- Brief
Please print the records below exactly as they are written.
━━━
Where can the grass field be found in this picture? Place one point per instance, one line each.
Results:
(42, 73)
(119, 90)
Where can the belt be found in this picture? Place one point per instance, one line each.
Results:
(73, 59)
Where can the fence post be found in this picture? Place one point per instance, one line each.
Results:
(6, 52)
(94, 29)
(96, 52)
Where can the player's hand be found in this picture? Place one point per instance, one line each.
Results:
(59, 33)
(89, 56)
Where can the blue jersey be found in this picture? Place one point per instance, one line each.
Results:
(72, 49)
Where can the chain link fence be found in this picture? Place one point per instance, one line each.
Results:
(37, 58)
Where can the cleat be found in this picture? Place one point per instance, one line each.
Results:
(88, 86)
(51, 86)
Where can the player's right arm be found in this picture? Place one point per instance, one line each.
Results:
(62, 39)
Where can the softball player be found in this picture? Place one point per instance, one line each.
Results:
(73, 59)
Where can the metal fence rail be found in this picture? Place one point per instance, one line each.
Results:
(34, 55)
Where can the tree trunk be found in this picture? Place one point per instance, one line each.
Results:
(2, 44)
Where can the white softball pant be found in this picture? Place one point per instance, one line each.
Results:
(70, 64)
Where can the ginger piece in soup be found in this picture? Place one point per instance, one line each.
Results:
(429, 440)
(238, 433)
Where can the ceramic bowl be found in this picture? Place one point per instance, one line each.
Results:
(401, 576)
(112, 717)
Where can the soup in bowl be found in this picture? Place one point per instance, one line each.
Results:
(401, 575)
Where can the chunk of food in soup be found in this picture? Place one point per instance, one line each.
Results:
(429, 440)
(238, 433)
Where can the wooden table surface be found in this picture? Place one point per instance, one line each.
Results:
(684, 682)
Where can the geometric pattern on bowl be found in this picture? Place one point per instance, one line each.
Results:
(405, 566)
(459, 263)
━━━
- Result for this exercise
Where can the grass field be found in this picture? Place one point per instance, one line each.
Results:
(42, 73)
(119, 90)
Where can the belt be found in this picture? Place one point per instance, one line each.
Results:
(73, 59)
Where can the fence post be found in this picture? Place one point per instance, one line each.
Results:
(6, 52)
(94, 29)
(96, 52)
Where can the player's hand be found in this picture? Place one point per instance, one line each.
Results:
(59, 33)
(89, 56)
Where can the blue jersey be found in this picture? Place one point per instance, one line each.
Results:
(72, 49)
Where can the chain link fence be found in this picture? Place one point per instance, one line each.
Results:
(37, 58)
Where can the cleat be found in this picture? Place one point per instance, one line each.
Results:
(88, 86)
(51, 86)
Where can the player's right arm be found in this picture? Place one point per instance, one line each.
Results:
(62, 39)
Where can the softball player be found in this picture? Place one point per instance, one line each.
Results:
(73, 59)
Where can the metal fence rail be found in this picture? Place one point per instance, one line each.
Results:
(34, 55)
Where can the tree trunk be found in this picture? Place one point per instance, one line each.
Results:
(2, 44)
Where can the white softball pant be found in this picture? Place one point per instance, one line each.
Results:
(70, 64)
Where can the ginger piece in soup be found in this picture? Place one point per instance, one line each.
Results:
(429, 440)
(238, 433)
Where can the ceramic bowl be found in this picture? Place one point per instance, one line each.
Results:
(401, 576)
(112, 717)
Where can the soup in bowl be found in this picture? Place one point per instance, one line each.
Results:
(401, 575)
Where can the chunk of food in soup be found in this picture? Place one point per instance, one line each.
Results:
(429, 440)
(238, 433)
Where can the wooden table surface be found in this picture? Place one point per instance, one line each.
Results:
(684, 682)
Where can the geometric pattern on bowl be found in this picture? Place one point per instance, one line each.
Results:
(405, 566)
(459, 263)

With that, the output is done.